* Obiettivo del compito:
Puoi ricopiare alla lettera, dall'estratto sul festival di Civita di Bagnoregio, il tratto che va da "Massimo Arcangeli, linguista, critico" fino a "(Roma, Castelvecchi, 2015)"?

* Estratto fornito:
= = =
Massimo Arcangeli, linguista, critico letterario e sociologo della comunicazione, insegna all’Università di Cagliari. È garante per l’Italianistica nella Repubblica Slovacca e componente del collegio di dottorato in “Linguistica storica e Storia linguistica italiana” della Sapienza Università di Roma. Collabora con la Società Dante Alighieri, l’Istituto dell’Enciclopedia Italiana Treccani e le maggiori testate giornalistiche nazionali. Il suo ultimo libro è Biografia di una chiocciola. Storia confidenziale di @ (Roma, Castelvecchi, 2015)
Sei tra gli ideatori del festival di Civita di Bagnoregio “La parola che non muore”. Ce ne vuoi parlare?
Perfino il “New York Times” ha parlato, qualche mese fa, di Civita. Un paese che non vuole morire, ma anche un simbolo naturale della cultura che resiste, attraverso la conservazione caparbia di una memoria che si tramanda da secoli. Ne è così nata un’iniziativa, diretta da chi scrive e da Giancarlo Liviano D’Arcangelo, sulla “parola che non muore” (www.laparolachenonmuore.com). Tre giorni d’incontri (2-4 ottobre) per avviare a Civita di Bagnoregio riflessioni e letture fra narrativa e poesia, cinema e saggistica, lavoro critico ed esperienza personale, come primo passo per la realizzazione di un progetto di più ampio respiro che ha approfittato di un anno significativo per una doppia ricorrenza: il cinquecentosessantesimo da quel 1455 cui si attribuisce il primo esemplare sopravvissuto della Bibbia di Gutenberg, quella a 42 righe per pagina uscita dalla sua officina; il settecentocinquantesimo dalla nascita di Dante.
La parola che non muore è un progetto che parte dalla necessità della conservazione della memoria libraria, letteraria, poetica, ecc. Nella manifestazione la poesia, che negli ultimi mesi è stata al centro di un animato – e in alcuni casi aspro – dibattito sulla presunta morte dell’oggetto sul quale si fonda e si esercita, è stata chiamata innanzitutto in causa da un’esperienza di lettura che ha visto coinvolti alcuni poeti italiani di maggior esperienza, ognuno dei quali ha letto sue composizioni e ha portato con sé un “testimone”: un poeta giovane o inedito, al quale è stata data voce perché avesse anche lui la sua voce. Hanno arricchito il tutto varie iniziative centrate sulla parola (la parola etica, per riflettere su una narrativa chiamata da più parti a rispondere di una “moralità” di cui farsi seriamente carico; la parola immaginata, per aprire una piccola finestra su possibili scenari culturali o esperienziali; parole senza barriere; una sezione dedicata al reportage come racconto del mondo; ecc.), e nei tre giorni di svolgimento del festival una telecamera ha registrato gli interventi di chi, lì presente, ha voluto dichiararsi cittadino virtuale di Civita e ha voluto regalare uno o più volumi da accogliere in una futura Casa del libro.
“Io vivo a Civita perché Civita viva, e ho deciso di regalare…”: questa la formula che ha aperto ogni dichiarazione, seguita dalla motivazione della scelta. Si è dichiarato cittadino virtuale di Civita anche chi ha voluto inviare alla nostra pagina Facebook una foto o un breve filmato che lo ritraesse con uno dei libri scelti, accompagnati da una dichiarazione che motivasse la sua scelta. Tutto questo nella speranza di non far morire, e di veder anzi rinascere, uno splendido borgo che tutto il mondo c’invidia.
= = =
* Dati mostrati:
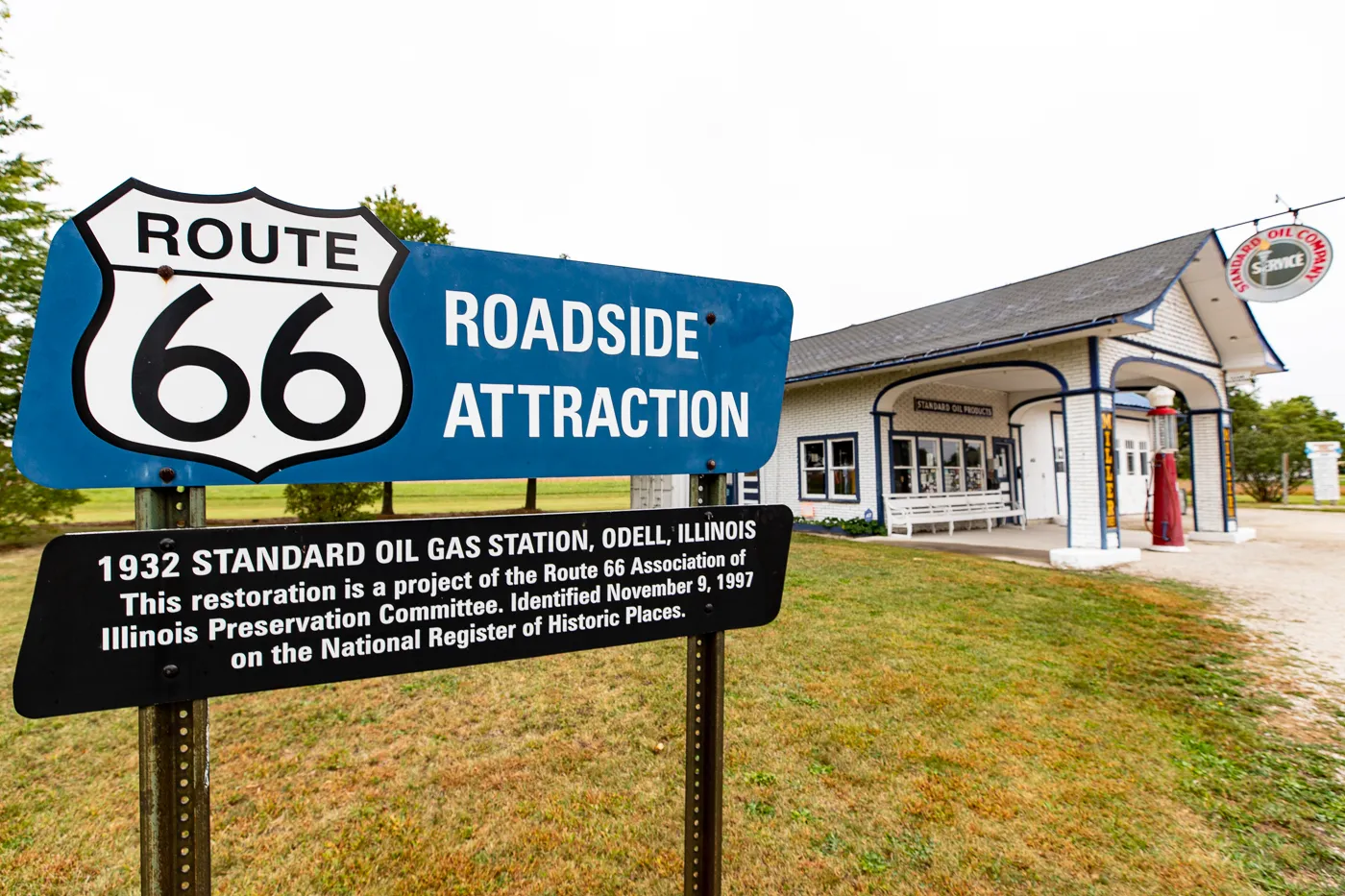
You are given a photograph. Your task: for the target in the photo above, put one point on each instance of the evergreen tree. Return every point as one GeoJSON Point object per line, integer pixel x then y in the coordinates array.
{"type": "Point", "coordinates": [346, 500]}
{"type": "Point", "coordinates": [26, 222]}
{"type": "Point", "coordinates": [406, 222]}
= = =
* Risposta:
Massimo Arcangeli, linguista, critico letterario e sociologo della comunicazione, insegna all’Università di Cagliari. È garante per l’Italianistica nella Repubblica Slovacca e componente del collegio di dottorato in “Linguistica storica e Storia linguistica italiana” della Sapienza Università di Roma. Collabora con la Società Dante Alighieri, l’Istituto dell’Enciclopedia Italiana Treccani e le maggiori testate giornalistiche nazionali. Il suo ultimo libro è Biografia di una chiocciola. Storia confidenziale di @ (Roma, Castelvecchi, 2015)